Repeat exactly the lines below from the line that contains "spot the stone paving slab in the photo above" to the last line, inclusive, without the pictures.

[Rows from a pointing dataset]
▼
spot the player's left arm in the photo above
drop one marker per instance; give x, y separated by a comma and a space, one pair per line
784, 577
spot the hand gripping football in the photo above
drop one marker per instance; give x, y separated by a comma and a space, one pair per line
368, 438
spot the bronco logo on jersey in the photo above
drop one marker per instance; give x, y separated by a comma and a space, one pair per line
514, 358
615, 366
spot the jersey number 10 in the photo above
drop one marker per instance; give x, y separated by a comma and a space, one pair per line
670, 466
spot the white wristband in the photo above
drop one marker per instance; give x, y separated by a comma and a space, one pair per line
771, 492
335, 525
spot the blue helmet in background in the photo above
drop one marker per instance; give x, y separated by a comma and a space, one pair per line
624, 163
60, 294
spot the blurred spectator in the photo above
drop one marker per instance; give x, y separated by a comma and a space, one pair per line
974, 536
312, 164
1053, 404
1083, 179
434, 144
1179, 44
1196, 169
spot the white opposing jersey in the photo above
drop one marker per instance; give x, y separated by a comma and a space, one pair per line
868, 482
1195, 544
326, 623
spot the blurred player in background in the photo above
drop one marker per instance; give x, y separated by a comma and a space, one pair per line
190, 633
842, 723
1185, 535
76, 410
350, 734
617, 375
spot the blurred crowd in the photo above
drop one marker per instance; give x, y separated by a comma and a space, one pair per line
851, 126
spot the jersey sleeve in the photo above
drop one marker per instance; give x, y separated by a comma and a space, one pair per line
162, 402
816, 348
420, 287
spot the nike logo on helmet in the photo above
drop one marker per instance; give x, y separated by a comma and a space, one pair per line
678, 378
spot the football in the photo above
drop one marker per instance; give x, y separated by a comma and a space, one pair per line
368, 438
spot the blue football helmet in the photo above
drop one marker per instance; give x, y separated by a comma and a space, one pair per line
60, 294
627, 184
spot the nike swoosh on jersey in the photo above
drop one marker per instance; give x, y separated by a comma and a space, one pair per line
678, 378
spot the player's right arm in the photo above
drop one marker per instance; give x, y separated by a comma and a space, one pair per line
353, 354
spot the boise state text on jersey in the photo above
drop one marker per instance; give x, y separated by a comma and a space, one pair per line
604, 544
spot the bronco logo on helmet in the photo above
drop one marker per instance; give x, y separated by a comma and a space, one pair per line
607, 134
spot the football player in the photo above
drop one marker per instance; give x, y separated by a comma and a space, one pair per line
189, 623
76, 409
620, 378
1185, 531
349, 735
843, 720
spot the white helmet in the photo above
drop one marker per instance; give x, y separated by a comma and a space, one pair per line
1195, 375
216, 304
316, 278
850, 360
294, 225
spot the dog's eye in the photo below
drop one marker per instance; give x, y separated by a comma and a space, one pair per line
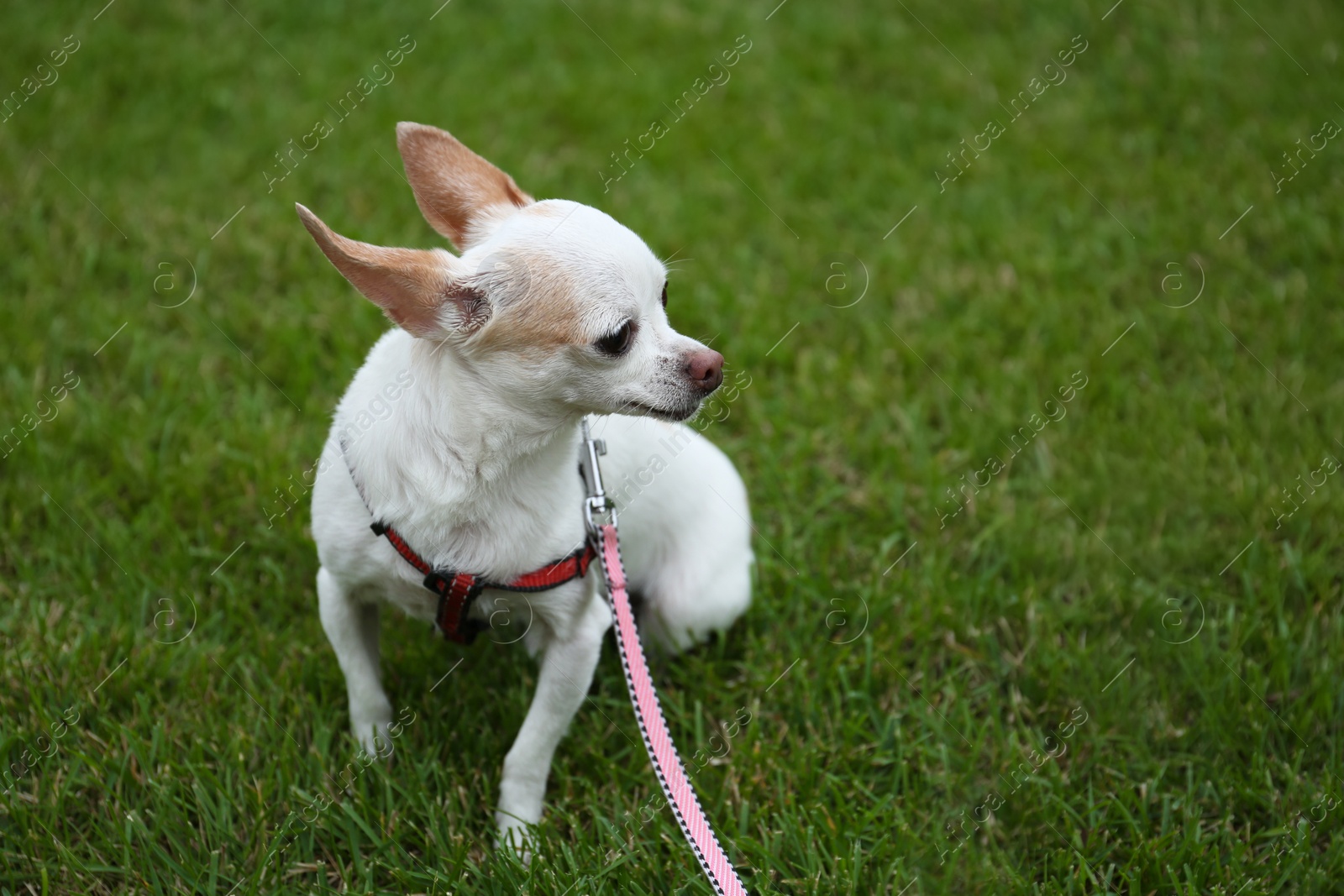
617, 343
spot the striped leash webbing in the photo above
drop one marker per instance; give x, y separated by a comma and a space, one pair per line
648, 711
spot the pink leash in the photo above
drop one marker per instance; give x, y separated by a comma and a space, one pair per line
648, 712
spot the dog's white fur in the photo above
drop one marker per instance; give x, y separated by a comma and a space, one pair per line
481, 391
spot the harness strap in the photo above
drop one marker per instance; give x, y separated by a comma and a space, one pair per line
658, 739
457, 590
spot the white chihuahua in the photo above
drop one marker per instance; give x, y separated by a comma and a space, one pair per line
460, 437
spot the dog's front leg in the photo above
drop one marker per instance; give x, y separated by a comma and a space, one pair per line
353, 629
564, 678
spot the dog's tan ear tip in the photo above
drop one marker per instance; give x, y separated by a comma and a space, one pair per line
312, 222
407, 129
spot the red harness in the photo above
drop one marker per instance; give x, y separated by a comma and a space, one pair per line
457, 590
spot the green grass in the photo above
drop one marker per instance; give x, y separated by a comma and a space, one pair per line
911, 689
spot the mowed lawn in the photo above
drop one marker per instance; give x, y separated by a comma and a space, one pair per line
1039, 315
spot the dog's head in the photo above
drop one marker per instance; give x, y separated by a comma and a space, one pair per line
551, 300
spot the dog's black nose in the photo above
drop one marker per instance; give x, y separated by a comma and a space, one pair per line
705, 369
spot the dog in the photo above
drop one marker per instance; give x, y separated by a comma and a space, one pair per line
461, 436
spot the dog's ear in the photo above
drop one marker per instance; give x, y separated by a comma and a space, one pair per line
459, 192
418, 289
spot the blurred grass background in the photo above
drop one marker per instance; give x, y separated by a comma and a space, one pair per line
1129, 567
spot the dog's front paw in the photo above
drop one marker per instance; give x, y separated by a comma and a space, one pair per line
517, 836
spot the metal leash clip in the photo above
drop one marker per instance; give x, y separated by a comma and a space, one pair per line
598, 510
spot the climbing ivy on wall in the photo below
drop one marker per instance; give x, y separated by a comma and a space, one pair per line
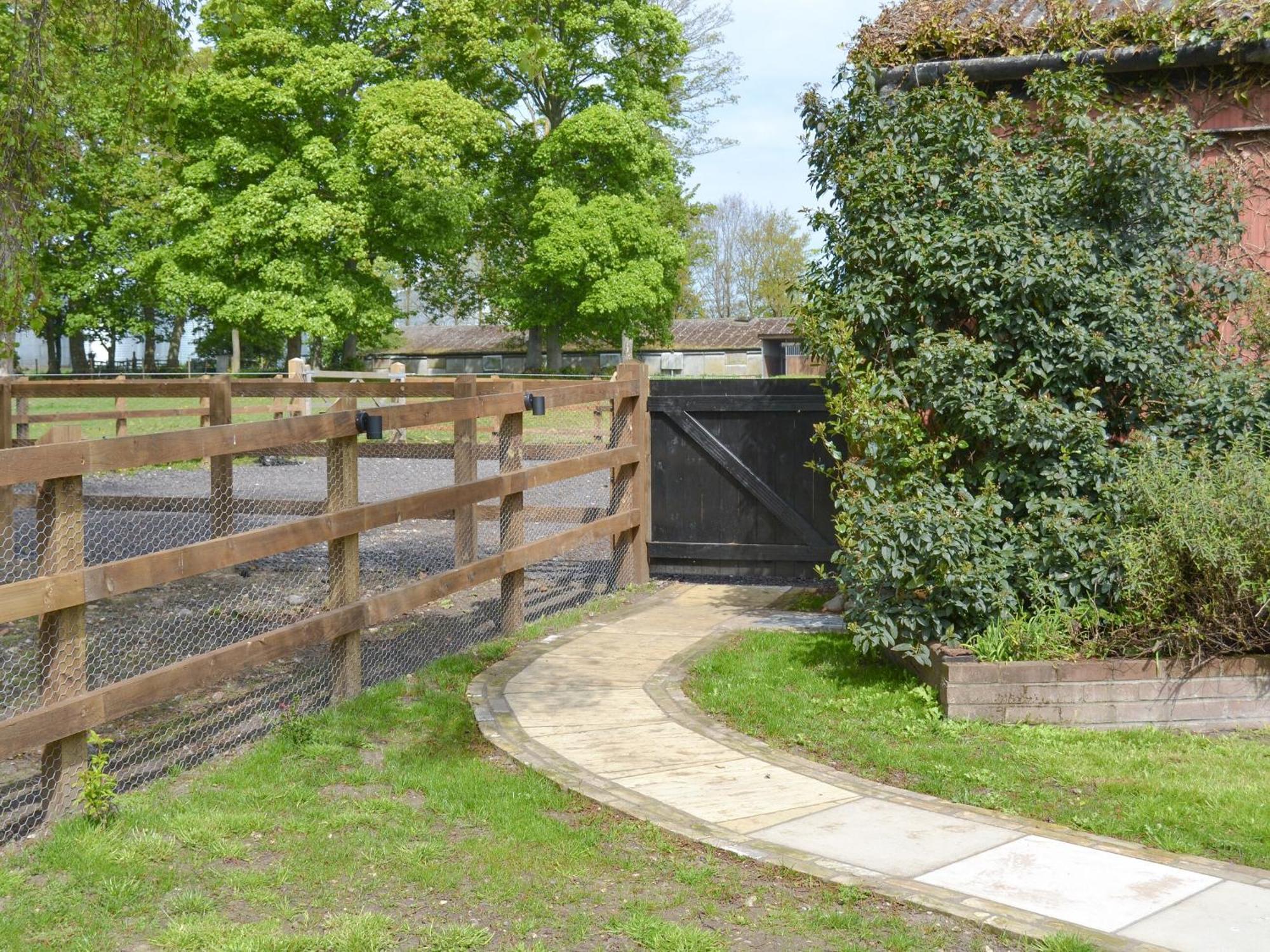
937, 30
999, 314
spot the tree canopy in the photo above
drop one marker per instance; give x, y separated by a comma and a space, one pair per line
313, 166
74, 78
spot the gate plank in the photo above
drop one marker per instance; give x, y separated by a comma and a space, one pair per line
746, 478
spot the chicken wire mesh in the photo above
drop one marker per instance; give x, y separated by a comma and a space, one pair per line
129, 515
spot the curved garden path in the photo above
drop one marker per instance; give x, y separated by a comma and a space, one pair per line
600, 710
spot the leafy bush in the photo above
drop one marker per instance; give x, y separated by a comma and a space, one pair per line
1051, 635
999, 314
1194, 552
295, 729
97, 794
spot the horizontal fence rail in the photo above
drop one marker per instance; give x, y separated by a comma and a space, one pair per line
82, 530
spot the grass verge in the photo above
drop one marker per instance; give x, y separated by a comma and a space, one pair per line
1183, 793
391, 823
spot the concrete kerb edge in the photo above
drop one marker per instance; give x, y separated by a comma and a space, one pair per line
501, 728
667, 690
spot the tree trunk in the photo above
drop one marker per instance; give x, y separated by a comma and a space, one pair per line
148, 356
53, 336
534, 351
556, 357
79, 356
178, 332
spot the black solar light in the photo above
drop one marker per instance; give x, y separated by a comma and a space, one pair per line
370, 425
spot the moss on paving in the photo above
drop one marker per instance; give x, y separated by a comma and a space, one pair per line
391, 823
1183, 793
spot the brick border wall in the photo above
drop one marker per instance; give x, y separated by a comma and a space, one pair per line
1220, 695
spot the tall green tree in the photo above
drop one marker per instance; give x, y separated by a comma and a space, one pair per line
60, 62
603, 241
614, 70
317, 166
751, 263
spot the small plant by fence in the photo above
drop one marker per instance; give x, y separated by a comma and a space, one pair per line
185, 609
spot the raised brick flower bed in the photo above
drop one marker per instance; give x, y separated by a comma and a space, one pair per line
1219, 695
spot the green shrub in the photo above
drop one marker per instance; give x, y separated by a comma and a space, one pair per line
1194, 550
1051, 635
999, 314
97, 793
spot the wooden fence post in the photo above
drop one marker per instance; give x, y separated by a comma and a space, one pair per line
344, 560
63, 638
631, 482
465, 472
398, 369
220, 411
297, 373
6, 492
205, 406
121, 422
22, 409
511, 516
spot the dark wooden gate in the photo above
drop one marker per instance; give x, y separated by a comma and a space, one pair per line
732, 493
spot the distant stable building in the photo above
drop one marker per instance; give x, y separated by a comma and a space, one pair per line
707, 348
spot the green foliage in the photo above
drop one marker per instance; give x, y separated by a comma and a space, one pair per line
599, 252
97, 794
295, 729
1196, 552
934, 31
999, 313
750, 263
1050, 635
821, 695
317, 167
72, 72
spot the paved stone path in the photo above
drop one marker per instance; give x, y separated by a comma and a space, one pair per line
600, 710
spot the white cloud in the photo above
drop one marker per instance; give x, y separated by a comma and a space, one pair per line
784, 45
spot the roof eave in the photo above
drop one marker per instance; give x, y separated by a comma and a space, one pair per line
1123, 60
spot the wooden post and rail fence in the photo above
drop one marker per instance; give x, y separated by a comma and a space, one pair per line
64, 585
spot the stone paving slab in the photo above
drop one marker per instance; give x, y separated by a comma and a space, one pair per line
572, 711
599, 710
890, 838
1076, 884
580, 673
623, 752
735, 790
1233, 917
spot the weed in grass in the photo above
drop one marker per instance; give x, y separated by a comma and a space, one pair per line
661, 936
97, 784
457, 939
1177, 791
364, 932
294, 729
190, 903
1065, 942
252, 855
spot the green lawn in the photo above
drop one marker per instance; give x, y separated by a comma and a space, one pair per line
1183, 793
391, 823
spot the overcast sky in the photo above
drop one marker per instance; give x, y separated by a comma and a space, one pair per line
784, 45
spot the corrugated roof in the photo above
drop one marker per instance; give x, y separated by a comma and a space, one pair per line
431, 341
924, 30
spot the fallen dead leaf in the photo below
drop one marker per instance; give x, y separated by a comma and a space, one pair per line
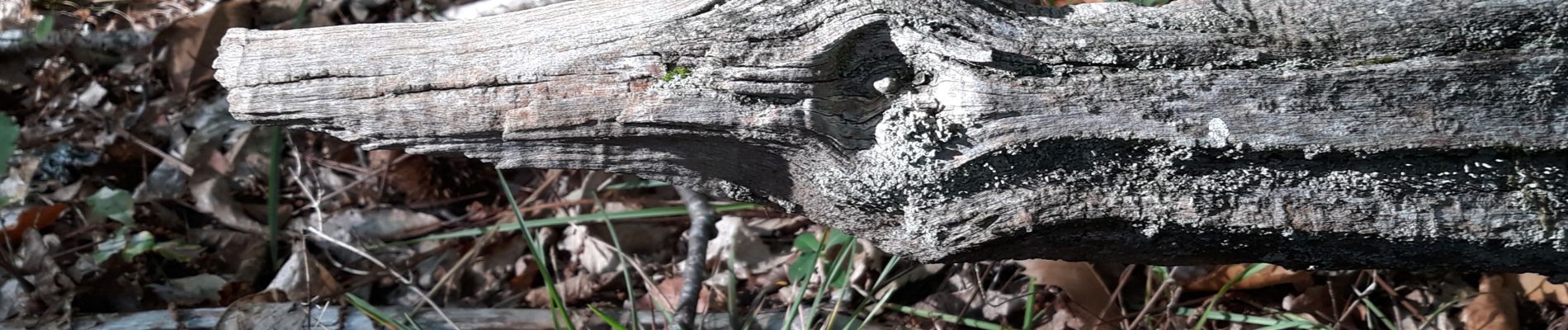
1311, 300
593, 254
670, 290
214, 197
1089, 295
573, 290
739, 246
16, 224
1538, 290
190, 290
1269, 276
380, 224
1493, 309
303, 279
193, 45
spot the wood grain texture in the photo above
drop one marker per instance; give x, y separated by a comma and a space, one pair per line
▲
** REPLY TO THE EXERCISE **
spot the stone paving slab in the photo above
drop one marker per instance; give x, y separated by a comma and a space, one pair per line
572, 711
599, 710
890, 838
1076, 884
580, 673
623, 752
735, 790
1233, 917
spot the weed in grass in the photo above
drop one marker per instance; give x, y separated by a comma and a space, one pair per line
661, 936
97, 784
457, 939
1177, 791
364, 932
294, 729
190, 903
1065, 942
252, 855
spot the green lawn in the photo above
drop one marker per instance; give x, y separated by a comma and a space, one pair per line
1183, 793
391, 823
spot the overcast sky in the photo above
drop one marker per instance; give x, y separated by a comma and a space, one pair per line
784, 45
spot the corrugated roof in the photo above
drop one marker per instance; give x, y separated by a comma and a space, one pair per line
431, 341
924, 30
spot the fallen dead leaf in the photo below
drop one marker per instance; give x, y separated by a comma and a space, one pair per line
1311, 300
593, 254
670, 290
214, 197
1089, 295
573, 290
739, 246
16, 224
1538, 290
190, 290
1269, 276
380, 224
1493, 309
303, 279
193, 45
spot the wood grain texture in the photo above
drop one marker per instance; give x, y separated by a comma and a space, one pair per line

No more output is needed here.